▶ [Problem requirements]
Tally the lines in the records below that contain the string "Query", treating case as significant. What is the count? Give only the number.

▶ [Stored items]

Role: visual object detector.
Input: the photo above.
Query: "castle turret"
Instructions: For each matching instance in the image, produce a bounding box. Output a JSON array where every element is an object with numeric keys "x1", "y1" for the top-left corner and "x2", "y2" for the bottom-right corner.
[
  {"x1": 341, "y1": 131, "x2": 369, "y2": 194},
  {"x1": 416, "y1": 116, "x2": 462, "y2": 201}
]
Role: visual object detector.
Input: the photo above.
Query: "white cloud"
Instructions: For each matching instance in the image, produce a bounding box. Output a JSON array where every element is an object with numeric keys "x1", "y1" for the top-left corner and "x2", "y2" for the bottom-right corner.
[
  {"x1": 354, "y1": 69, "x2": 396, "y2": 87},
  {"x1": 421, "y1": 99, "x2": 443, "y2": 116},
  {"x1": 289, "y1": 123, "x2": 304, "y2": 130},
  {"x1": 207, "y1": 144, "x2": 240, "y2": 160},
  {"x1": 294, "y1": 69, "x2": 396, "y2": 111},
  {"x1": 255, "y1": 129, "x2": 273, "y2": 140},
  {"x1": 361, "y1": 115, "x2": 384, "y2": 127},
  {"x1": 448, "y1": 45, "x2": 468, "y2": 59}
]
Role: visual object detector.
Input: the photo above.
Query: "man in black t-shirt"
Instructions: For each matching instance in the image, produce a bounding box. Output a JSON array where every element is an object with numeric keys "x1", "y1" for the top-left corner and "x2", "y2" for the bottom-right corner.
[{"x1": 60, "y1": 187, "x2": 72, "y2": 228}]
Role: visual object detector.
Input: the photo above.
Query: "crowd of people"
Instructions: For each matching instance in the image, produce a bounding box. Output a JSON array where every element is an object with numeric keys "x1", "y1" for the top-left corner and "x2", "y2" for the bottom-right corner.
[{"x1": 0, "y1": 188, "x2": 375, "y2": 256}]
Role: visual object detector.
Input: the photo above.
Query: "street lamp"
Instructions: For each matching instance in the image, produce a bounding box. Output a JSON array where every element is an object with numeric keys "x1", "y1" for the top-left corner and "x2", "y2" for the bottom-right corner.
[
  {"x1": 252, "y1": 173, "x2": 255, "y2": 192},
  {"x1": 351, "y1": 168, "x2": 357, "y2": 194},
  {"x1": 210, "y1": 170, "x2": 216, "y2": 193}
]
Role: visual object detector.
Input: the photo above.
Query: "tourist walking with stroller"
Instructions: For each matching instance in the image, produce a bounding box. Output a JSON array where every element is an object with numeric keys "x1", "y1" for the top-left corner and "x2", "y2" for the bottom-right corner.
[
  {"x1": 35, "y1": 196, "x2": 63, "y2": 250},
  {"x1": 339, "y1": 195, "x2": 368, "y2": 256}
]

▶ [Solution to this exercise]
6